### [STATED GOAL]
Pick up the dm-devel mail on reworking dm-writeboost, shown below, right after its final sentence and carry it on.

### [TEXT SHOWN]
[dm-devel] Reworking dm-writeboost [was: Re: staging: Add dm-writeboost]

Thu Sep 26 01:42:31 UTC 2013

Hi, Mike

I have made another progress yesterday:
Splitting the monolithic source code into
meaningful pieces is done.
It will follow in the next mail.

> Yes, please share your plan.  Anything that can simplify the code layout
> is best done earlier to simplfy code review.
Sorry, should have been done in earlier stage.

First, I reply to each of your comments.

> OK, but the thing is upper level consumers in the IO stack, like ext4,
> expect that when the REQ_FLUSH completes that the device has in fact
> flushed any transient state in memory.  So I'm not seeing how handling
> these lazily is an option.  Though I do appreciate that dm-cache (and
> dm-thin) do take similar approaches.  Would like to get Joe Thornber's
> insight here.
When the upper level consumers receives
the completion of bio with REQ_FLUSH sent
all the transient states are persistent.

### [STORED DATA]
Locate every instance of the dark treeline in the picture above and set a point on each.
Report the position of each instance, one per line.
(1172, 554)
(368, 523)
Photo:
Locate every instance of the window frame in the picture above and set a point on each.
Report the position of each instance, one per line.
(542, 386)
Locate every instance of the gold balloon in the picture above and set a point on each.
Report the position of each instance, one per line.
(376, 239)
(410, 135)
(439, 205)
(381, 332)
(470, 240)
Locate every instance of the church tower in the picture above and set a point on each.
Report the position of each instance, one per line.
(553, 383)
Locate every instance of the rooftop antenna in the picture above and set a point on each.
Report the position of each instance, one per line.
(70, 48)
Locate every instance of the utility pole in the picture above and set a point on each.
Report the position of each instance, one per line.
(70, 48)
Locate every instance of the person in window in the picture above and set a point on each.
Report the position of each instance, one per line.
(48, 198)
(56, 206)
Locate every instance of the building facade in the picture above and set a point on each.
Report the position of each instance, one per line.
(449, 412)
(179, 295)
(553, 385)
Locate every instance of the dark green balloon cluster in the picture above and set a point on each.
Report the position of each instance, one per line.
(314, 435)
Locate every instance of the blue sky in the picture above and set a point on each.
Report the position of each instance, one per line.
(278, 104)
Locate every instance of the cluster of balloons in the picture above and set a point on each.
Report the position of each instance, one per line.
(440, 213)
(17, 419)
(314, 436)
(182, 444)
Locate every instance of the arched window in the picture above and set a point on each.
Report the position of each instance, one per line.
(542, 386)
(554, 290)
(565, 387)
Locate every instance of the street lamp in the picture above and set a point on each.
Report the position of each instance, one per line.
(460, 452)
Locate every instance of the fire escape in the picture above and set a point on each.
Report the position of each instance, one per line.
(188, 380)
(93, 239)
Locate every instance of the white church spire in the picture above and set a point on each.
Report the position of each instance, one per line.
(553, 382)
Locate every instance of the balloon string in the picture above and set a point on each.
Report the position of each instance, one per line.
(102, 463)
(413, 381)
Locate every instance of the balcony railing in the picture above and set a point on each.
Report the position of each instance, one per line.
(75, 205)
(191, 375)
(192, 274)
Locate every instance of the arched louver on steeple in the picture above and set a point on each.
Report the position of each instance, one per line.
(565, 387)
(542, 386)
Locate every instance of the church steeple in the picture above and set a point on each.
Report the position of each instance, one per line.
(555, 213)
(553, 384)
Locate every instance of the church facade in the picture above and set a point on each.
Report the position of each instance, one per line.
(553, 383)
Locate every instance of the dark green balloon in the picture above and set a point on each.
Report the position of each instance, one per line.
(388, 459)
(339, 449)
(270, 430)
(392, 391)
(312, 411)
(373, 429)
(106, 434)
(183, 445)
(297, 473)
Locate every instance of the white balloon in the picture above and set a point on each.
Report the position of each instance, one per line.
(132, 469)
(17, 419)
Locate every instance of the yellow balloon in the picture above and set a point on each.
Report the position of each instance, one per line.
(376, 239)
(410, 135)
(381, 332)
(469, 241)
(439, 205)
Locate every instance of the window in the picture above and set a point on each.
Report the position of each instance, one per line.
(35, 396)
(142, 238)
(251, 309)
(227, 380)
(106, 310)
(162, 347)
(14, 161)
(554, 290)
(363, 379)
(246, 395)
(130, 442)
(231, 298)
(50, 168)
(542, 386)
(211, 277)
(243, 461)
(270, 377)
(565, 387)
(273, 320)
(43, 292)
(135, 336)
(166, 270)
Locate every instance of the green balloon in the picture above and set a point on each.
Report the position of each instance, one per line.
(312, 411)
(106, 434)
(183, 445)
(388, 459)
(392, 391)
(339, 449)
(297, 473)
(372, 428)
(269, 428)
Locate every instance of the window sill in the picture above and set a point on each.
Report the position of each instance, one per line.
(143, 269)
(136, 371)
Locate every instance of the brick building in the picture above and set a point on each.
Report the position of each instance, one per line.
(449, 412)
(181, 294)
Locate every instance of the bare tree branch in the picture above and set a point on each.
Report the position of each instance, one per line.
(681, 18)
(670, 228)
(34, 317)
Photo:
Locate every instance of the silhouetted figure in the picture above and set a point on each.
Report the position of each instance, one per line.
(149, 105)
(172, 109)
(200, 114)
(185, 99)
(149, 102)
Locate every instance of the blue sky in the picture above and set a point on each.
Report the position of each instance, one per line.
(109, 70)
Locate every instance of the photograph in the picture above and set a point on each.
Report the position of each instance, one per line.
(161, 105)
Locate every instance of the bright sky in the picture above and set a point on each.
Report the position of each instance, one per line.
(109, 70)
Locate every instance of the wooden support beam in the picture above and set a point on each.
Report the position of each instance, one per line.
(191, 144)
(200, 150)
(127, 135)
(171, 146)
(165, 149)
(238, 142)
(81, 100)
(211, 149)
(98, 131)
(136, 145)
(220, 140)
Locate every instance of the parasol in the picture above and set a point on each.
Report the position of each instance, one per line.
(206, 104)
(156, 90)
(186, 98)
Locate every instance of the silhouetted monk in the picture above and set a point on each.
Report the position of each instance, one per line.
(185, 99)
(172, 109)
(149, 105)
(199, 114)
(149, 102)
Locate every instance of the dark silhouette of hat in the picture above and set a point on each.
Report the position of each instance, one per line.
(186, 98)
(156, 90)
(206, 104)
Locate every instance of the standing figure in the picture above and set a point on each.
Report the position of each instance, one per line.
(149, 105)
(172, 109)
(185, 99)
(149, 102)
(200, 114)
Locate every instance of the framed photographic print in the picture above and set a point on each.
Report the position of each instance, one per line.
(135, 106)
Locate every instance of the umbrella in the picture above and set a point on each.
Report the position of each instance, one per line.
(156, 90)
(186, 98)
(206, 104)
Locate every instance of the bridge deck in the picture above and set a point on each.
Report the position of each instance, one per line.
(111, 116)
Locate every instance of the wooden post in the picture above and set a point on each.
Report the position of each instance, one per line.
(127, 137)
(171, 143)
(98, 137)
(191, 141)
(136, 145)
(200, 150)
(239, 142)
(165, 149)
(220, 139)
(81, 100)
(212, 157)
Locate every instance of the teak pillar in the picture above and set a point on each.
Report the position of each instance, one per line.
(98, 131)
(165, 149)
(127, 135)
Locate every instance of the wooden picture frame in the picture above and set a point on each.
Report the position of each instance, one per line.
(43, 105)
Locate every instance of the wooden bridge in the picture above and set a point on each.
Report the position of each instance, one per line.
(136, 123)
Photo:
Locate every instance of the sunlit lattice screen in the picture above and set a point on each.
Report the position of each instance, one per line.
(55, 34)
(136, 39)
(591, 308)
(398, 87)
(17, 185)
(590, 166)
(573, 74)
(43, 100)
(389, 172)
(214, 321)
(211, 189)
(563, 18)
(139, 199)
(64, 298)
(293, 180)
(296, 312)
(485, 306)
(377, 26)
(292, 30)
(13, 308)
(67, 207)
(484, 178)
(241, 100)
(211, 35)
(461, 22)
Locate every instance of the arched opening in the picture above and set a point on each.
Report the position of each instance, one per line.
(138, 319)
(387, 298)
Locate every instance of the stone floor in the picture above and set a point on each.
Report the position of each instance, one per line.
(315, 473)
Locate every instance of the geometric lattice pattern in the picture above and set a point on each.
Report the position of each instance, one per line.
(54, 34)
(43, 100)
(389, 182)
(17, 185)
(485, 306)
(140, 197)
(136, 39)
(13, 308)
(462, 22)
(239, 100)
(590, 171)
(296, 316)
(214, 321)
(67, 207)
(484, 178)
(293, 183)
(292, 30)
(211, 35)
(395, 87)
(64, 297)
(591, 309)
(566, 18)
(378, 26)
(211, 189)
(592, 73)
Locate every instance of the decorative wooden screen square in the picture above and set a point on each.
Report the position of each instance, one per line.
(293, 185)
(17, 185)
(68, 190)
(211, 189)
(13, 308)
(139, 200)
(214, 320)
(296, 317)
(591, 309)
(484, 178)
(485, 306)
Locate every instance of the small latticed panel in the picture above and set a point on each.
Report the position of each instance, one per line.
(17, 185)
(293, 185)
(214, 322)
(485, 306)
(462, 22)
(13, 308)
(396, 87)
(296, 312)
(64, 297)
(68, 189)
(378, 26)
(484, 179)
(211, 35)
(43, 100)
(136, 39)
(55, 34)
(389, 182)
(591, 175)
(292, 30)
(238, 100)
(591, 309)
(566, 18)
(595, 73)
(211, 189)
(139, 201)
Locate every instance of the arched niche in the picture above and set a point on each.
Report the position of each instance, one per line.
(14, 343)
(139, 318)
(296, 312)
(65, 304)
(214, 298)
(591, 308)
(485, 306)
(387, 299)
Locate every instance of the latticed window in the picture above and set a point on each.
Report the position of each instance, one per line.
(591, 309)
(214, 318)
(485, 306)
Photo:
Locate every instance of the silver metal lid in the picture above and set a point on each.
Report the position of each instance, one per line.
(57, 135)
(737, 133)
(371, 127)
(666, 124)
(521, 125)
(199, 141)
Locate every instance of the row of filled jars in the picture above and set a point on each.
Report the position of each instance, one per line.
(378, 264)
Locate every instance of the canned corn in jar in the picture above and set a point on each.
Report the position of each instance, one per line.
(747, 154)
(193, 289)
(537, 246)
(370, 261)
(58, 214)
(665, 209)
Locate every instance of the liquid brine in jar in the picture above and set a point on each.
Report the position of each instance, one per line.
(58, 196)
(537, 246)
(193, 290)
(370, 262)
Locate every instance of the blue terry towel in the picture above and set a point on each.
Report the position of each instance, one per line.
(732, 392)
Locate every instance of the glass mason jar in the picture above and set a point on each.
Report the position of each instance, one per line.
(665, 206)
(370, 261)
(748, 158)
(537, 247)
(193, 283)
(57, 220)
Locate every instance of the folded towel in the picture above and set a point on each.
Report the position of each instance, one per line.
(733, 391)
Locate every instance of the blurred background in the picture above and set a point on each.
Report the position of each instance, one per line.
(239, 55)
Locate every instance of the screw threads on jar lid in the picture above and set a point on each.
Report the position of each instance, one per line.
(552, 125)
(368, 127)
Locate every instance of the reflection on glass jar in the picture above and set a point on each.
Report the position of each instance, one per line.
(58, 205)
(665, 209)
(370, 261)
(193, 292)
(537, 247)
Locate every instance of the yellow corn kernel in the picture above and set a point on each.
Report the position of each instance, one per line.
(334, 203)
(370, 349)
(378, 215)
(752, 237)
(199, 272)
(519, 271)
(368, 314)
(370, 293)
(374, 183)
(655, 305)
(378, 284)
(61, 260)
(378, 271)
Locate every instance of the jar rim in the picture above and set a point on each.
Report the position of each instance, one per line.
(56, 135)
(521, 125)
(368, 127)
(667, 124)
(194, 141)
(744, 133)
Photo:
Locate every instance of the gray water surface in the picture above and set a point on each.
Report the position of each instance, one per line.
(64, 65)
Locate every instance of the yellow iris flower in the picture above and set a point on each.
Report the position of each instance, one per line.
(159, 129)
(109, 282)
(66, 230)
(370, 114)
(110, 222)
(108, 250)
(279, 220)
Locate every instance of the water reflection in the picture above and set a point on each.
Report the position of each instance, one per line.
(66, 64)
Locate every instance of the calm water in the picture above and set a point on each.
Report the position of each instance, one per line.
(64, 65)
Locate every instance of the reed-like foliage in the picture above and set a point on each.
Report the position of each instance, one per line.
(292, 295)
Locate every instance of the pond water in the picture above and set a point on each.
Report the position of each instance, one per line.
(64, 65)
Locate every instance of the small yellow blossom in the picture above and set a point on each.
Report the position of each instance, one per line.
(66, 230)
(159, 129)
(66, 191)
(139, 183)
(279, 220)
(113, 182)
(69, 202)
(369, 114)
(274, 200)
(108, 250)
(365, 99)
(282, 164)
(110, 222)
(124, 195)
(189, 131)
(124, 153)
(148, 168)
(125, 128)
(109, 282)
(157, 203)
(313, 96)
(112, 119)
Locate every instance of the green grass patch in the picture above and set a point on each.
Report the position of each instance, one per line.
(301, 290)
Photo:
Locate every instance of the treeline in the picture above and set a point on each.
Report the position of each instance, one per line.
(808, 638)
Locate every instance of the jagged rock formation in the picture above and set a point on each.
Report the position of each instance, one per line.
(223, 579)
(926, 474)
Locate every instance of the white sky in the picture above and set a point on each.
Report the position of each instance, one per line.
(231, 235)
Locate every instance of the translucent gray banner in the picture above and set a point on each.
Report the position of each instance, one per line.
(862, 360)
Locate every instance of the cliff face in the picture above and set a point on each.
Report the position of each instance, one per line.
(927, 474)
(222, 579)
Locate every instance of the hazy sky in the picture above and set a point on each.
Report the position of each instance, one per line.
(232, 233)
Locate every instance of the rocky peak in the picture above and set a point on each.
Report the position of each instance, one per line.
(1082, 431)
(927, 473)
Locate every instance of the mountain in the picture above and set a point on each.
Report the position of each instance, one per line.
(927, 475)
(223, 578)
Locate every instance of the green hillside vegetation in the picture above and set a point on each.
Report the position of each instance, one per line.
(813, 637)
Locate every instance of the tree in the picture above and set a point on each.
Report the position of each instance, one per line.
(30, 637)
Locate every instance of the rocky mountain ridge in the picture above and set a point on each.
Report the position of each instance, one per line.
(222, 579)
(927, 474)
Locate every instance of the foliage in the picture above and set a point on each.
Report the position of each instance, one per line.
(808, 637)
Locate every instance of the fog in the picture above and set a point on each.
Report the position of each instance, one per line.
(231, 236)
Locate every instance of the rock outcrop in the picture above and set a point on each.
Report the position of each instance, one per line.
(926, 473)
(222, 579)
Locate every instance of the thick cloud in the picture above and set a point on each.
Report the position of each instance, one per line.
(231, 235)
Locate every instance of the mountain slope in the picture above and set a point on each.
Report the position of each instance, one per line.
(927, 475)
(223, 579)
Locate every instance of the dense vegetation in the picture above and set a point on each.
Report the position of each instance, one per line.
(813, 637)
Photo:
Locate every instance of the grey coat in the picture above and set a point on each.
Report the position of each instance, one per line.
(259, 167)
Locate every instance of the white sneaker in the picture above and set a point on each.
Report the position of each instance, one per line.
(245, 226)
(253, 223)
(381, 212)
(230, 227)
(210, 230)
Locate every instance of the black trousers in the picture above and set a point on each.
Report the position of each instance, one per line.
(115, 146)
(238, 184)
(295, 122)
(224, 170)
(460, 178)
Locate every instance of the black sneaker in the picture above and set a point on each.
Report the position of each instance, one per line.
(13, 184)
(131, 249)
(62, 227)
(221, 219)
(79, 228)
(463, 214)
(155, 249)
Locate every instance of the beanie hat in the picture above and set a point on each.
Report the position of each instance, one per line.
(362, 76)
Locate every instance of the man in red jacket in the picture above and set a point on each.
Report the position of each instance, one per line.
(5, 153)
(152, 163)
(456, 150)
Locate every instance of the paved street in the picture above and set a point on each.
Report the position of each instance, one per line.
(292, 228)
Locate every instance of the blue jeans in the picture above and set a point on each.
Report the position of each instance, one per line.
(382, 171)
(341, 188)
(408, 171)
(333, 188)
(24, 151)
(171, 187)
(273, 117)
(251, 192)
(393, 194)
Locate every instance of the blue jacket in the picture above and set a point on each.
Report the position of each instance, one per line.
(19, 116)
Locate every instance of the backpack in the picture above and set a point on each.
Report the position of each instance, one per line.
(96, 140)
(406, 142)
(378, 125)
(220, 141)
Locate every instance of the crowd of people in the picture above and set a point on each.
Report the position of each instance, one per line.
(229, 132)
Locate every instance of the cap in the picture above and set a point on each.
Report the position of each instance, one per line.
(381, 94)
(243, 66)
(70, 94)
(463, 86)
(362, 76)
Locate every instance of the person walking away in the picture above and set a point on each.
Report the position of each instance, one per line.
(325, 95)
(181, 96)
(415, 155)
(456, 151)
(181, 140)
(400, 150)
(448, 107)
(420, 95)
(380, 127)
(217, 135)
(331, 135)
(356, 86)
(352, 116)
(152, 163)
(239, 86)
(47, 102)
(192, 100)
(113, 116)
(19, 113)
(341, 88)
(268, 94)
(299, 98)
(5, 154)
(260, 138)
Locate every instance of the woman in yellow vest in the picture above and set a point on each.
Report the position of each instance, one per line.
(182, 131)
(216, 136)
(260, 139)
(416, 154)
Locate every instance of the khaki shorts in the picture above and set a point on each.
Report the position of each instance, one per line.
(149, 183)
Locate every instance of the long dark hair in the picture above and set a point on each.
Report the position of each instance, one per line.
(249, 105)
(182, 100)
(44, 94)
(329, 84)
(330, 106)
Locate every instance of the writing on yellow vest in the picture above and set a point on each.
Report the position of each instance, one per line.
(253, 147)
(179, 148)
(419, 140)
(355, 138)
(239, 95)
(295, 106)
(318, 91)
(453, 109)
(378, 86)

### [TASK OUTPUT]
writeboost do four steps to accomplish this:
1. queue the flush job with the current transient state (RAM buffer).
2. wait for the completion of the flush job to be written in cache device.
3. blkdev_issue_flush() to the cache device to make all the writes persistent.
4. bio_endio() to the said flagged bios.

If the implementation isn't wrong
It could be working as the consumers expect is what I believe.

> These seem reasonable to me.  Will need to have a look at thread naming
> to make sure the names reflect they are part of a dm-writeboost service.
I change former "Cache Synchronizer" to "Dirty Synchronizer"
but it sounds little bit odd still.
Naming is truly difficult.

> You don't allow user to specify the "segment size"?  I'd expect tuning
> that could be important based on the underlying storage capabilities
> (e.g. having the segment size match that of the SSD's erase block or
> matching the backing device's full stripe width?).  SO something similar
> to what we have in dm-cache's blocksize.
For the current implementation, No.
The segment size is hard-coded in the source code and
one has to re-compile the module to change the segment size.

But hard-coding the size has reasonable background
for performance and simplification.

Please look at the code fragment from .map method which does
(1) writeboost first sees hit/miss. Get metablock (mb).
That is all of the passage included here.